* _Exercises to complete_:
• A. In the light bar thread, what price does groundbreakers ask for the Whelen Mini Liberty?
• B. From the light bar thread, quote the part that opens with the words containing "For the price, check" and closes with "very good results.".

* _Quoted text_:
--- START ---
# looking for somewhat cheap LED low profile lightbar



## palatineplowboy (Dec 1, 2011)

i need a kinda cheap led low pro light bar from 27" to full size anyone got any info on new or even good condition used ones im in need and i dont wanna spend $800 on a new one for a temporary truck ya know?


----------



## palatineplowboy (Dec 1, 2011)

and itd be nice if it had a ciggarette adapter


----------



## palatineplowboy (Dec 1, 2011)

no one knows anything?


----------



## weeman97 (Dec 4, 2005)

ebay search Voltex Lightbars. i have a 47' and love it. have had it 3-4years


----------



## palatineplowboy (Dec 1, 2011)

thanks alot buddy


----------



## stevehawk23 (Oct 24, 2010)

check elightbars.com people are always selling good stuff at reasonable prices


----------



## dieseltech (Sep 7, 2011)

Mini verve lightbar. Bout 400 for a 27 i believe. Google whacker industries


----------



## 04tundra (Jan 30, 2011)

heres mine

http://www.uniformswarehouse.com/prostores/servlet/-strse-1680/27%22-Streamlined-Ultra-LED/Detail


----------



## groundbreakers (Jan 16, 2004)

palatineplowboy;1366347 said:


> i need a kinda cheap led low pro light bar from 27" to full size anyone got any info on new or even good condition used ones im in need and i dont wanna spend $800 on a new one for a temporary truck ya know?


if you cant find anything .... i have a Whelen Mini Liberty (amber) with magnets and cigar plug for $350


----------



## LunchBox (Oct 28, 2010)

For the price, check out Speedtech lights. All bars come with cigarette lighter plugs are LED wicked bright and are priced very reasonably. This is what I have and used both for 3 seasons with very good results.


----------



## 7d9_z28 (Dec 3, 2010)

strobes n more has a deal going on, just saw it posted here on the strobe page, for one of the mini LED lightbars.

FOUND IT

http://www.plowsite.com/showthread.php?t=130084


----------



## PALSLANDSCAPING (Dec 3, 2011)

Like weeman said Voltexlights.com. I have all there light bars and I love them. Just ordered two 56 inch light bars from them. I have to say there strobe lights for your headlights are horrible.


----------



## IC-Smoke (Feb 15, 2008)

http://www.strobesnmore.com/whelen-lp-series-responder-led.html



04tundra;1367034 said:


> heres mine
> 
> http://www.uniformswarehouse.com/prostores/servlet/-strse-1680/27%22-Streamlined-Ultra-LED/Detail


do you have any videos of it? how bright are the alley lights?
--- END ---
* _Data section_:
--- START ---
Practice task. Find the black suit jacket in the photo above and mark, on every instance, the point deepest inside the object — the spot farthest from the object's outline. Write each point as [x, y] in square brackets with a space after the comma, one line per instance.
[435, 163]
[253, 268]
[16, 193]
--- END ---
* _Answers_:
• A. $350

• B.
For the price, check out Speedtech lights. All bars come with cigarette lighter plugs are LED wicked bright and are priced very reasonably. This is what I have and used both for 3 seasons with very good results.